Print each line of the records below that contains the string "green".

Excerpts from point annotation data >>
---
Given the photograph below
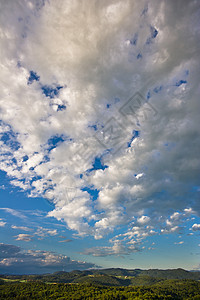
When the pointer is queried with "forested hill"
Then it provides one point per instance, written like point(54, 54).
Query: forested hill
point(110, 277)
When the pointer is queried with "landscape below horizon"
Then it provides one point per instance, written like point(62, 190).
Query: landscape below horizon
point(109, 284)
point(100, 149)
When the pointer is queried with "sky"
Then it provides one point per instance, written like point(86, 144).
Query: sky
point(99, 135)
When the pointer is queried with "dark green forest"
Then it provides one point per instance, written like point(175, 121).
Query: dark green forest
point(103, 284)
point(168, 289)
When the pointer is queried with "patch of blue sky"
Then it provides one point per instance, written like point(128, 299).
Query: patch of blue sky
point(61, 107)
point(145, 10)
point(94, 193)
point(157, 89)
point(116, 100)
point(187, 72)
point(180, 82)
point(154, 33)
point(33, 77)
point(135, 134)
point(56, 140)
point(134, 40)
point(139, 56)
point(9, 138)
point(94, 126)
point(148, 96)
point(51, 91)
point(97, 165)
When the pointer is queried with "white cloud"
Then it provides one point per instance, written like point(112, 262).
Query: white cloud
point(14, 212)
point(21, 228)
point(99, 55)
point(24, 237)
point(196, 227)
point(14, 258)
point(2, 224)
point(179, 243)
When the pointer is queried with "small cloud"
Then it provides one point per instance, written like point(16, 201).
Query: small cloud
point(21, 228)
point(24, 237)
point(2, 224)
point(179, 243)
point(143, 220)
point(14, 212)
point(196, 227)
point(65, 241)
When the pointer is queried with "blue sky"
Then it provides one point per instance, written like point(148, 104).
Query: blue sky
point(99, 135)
---
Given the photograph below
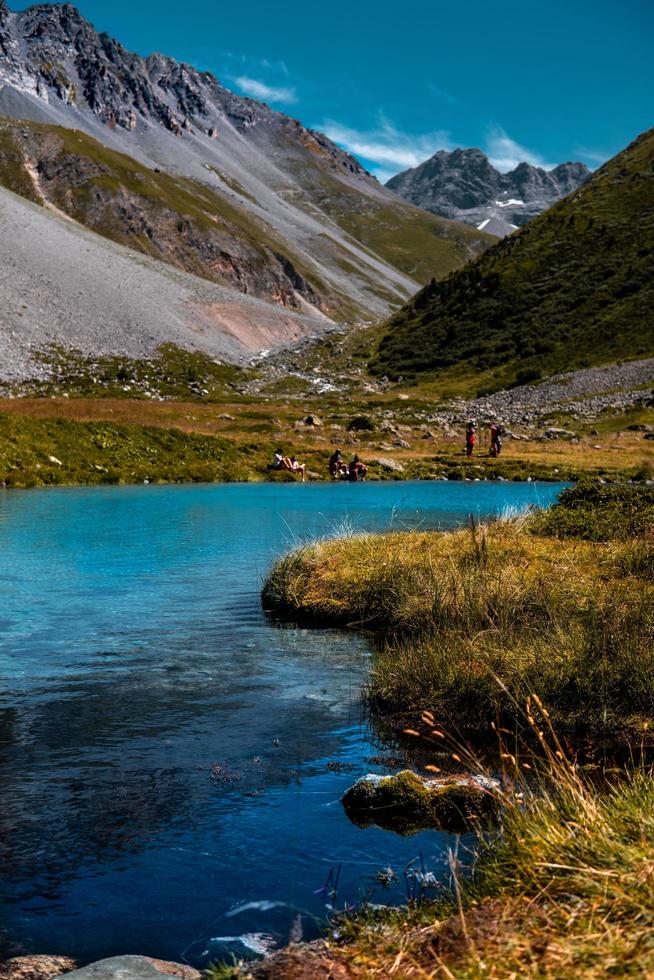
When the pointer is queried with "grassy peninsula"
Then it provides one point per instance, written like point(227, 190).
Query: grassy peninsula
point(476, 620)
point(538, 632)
---
Written answer >>
When the pointer is queried with "dark green forest"
Query: dark green forest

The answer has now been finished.